Down to the last line, set down the listing below exactly, apart from its pictures.

RECORD SET —
____________
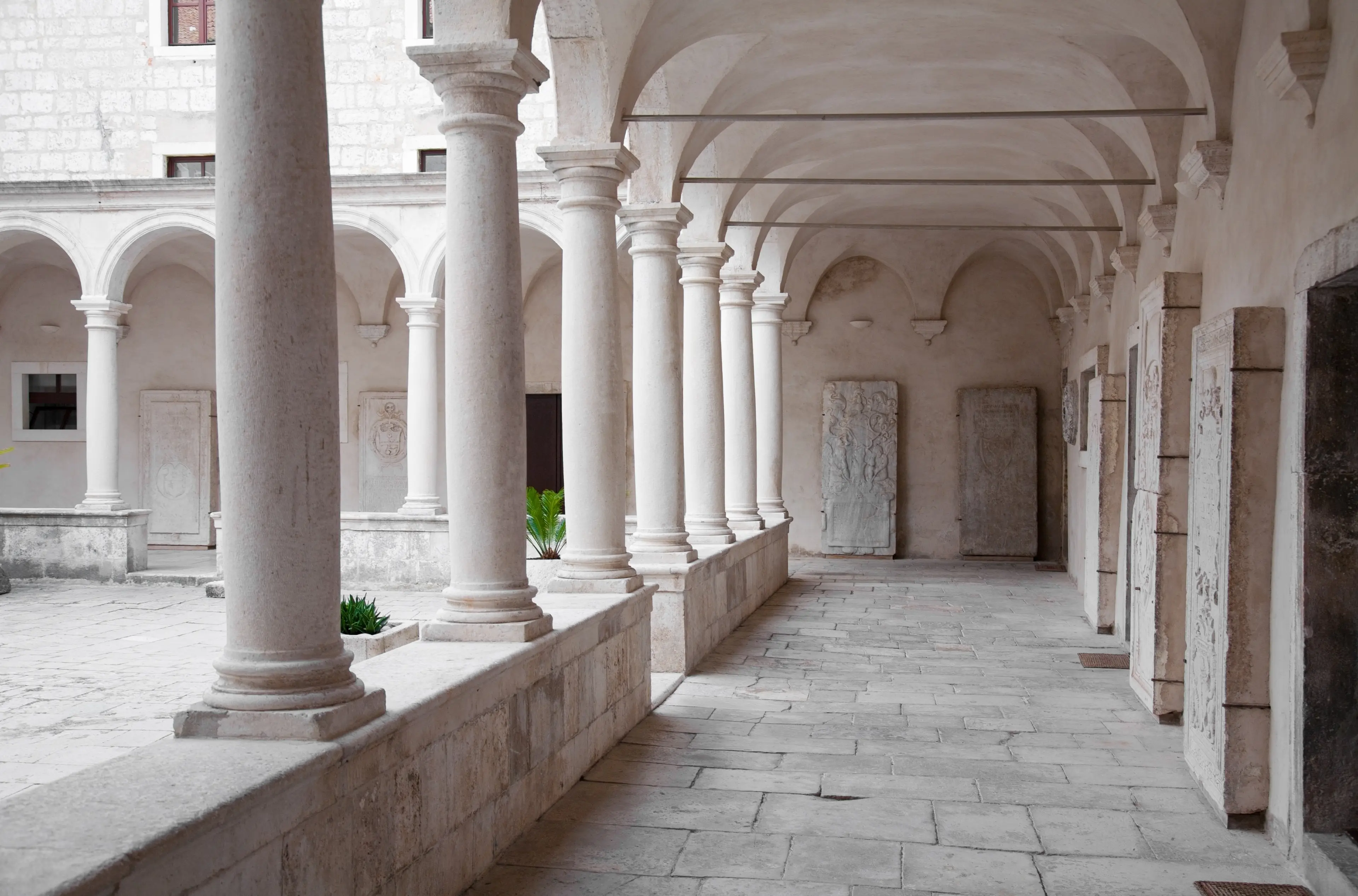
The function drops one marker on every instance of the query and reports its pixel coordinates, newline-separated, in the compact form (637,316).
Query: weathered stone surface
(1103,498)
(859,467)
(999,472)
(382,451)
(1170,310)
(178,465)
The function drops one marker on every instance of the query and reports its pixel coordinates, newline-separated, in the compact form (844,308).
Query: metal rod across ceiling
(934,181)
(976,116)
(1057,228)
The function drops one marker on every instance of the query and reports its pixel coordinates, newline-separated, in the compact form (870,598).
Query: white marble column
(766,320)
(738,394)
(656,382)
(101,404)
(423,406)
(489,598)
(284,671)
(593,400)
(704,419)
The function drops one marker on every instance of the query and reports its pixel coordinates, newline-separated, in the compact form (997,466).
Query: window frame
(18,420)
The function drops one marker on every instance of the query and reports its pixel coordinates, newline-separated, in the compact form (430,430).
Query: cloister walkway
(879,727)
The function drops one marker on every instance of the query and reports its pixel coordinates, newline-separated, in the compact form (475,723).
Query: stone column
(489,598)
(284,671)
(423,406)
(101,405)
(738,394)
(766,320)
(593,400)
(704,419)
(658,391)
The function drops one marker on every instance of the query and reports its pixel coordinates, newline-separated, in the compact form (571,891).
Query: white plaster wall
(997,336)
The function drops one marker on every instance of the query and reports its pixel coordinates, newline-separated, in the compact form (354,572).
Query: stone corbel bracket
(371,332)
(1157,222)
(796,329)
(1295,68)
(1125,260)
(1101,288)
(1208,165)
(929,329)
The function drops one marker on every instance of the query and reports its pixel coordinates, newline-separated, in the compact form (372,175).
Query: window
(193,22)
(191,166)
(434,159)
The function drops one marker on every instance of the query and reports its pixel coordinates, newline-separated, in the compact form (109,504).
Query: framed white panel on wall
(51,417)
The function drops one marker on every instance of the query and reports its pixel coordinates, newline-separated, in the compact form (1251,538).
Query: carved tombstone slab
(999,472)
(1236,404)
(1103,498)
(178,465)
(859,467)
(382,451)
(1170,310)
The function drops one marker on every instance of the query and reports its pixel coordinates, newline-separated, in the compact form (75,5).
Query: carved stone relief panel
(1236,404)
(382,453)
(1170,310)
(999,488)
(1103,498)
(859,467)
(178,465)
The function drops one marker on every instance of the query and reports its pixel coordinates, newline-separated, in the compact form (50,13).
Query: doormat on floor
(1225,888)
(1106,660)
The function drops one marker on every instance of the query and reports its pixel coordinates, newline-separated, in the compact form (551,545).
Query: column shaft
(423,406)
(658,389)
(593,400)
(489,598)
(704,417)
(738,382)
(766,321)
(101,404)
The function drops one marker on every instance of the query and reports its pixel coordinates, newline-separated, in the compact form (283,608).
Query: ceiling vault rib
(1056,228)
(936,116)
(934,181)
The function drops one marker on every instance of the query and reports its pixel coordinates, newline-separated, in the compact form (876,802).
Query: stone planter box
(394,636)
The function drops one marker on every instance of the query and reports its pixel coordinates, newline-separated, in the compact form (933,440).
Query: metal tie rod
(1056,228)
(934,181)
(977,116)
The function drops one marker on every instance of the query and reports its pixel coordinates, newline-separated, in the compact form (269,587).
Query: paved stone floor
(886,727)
____________
EXERCISE OUTPUT —
The function drops one marker on every instance of the query and reports its pixel coordinates, newline-separated, in the compact form (637,316).
Query: weathered stone surface
(1103,498)
(859,467)
(999,472)
(382,451)
(1170,310)
(178,465)
The function drops one marker on every instance of the query and reports its pixel coordinates, newline-separated, in the compact form (844,308).
Query: metal rod across ceiling
(934,181)
(976,116)
(1057,228)
The function drops one marker on every instance of the query and reports its pixel coordinates, newline-separated, in the compact form (870,598).
Query: white marble column
(766,320)
(738,394)
(656,382)
(101,404)
(423,406)
(489,598)
(284,671)
(593,400)
(704,419)
The function drops one marker on every instance of the query and reports its pixel coordinates, newline-separated, in the compact form (997,466).
Query: window frame
(18,420)
The function drops one marker on every instance of the query and reports its pixel coordinates, newline-separated, in the compact form (430,430).
Query: cloister walkway
(879,727)
The function drops one marker on every instance of the query and reports its pixel coordinates, newline-separated, in the compact form (475,723).
Query: stone column
(489,598)
(284,671)
(423,406)
(101,405)
(738,394)
(766,320)
(593,400)
(704,419)
(658,391)
The function drops one marker on every instance of the query and reports its pixel coordinates, newline-separated, in the compact form (571,891).
Query: white plaster wall
(997,336)
The function drops one marker on every instance of the query and reports its pixel coordinates, newline-separated, in the compact form (354,572).
Query: stone corbel bracket
(371,332)
(1157,222)
(796,329)
(1295,68)
(1125,260)
(1101,288)
(1208,165)
(929,329)
The function drops one marker on every instance of the query and reports its pixel coordinates, newline-separated, in the compact form (372,175).
Query: window
(193,22)
(191,166)
(434,159)
The function drops one marker on every instance of the query and reports its pixel coordinates, newline-separated, in the compact form (109,504).
Query: framed white panel on wall
(51,417)
The function drops one marker on every instance of the query and reports its pixel coordinates, newline-separated, in the compact form (1251,538).
Query: carved tombstone slab
(999,472)
(1236,404)
(1103,498)
(178,465)
(859,467)
(382,451)
(1170,310)
The function drops one marker on every instance of the query and reports its pixel coordinates, newline-separated, in the compact form (75,5).
Query: carved stone relief panel
(1236,404)
(382,453)
(1170,310)
(999,488)
(1103,498)
(859,467)
(178,465)
The function drops one marker on every instance of the query and reports its pixel coordinates, newline-separated, in the compact form (50,13).
Query: doormat on floor
(1225,888)
(1106,660)
The function drops one marker on every instance of the query and reports its pixel coordinates, newline-separated, in the compact form (551,545).
Query: column shaft
(423,406)
(658,389)
(593,400)
(489,598)
(704,417)
(738,382)
(766,321)
(101,404)
The function drops one marker on every instance of the query and reports its pixel coordinates, newline-separated, in the compact form (283,608).
Query: ceiling vault rib
(1056,228)
(936,116)
(934,181)
The function drops one marker on every instance of the query and reports its pixel coordinates, newline-separated, in the compact form (876,802).
Query: stone planter box
(394,636)
The function drops one marker on every instance of the query and reports its pixel coordinates, newline-separated, in the compact form (933,440).
Query: metal tie rod
(1056,228)
(934,181)
(977,116)
The function drops one marker on every instance of the query and reports its pixel coordinates, newline-separated, in the compact form (269,587).
Query: paved stone floor
(886,727)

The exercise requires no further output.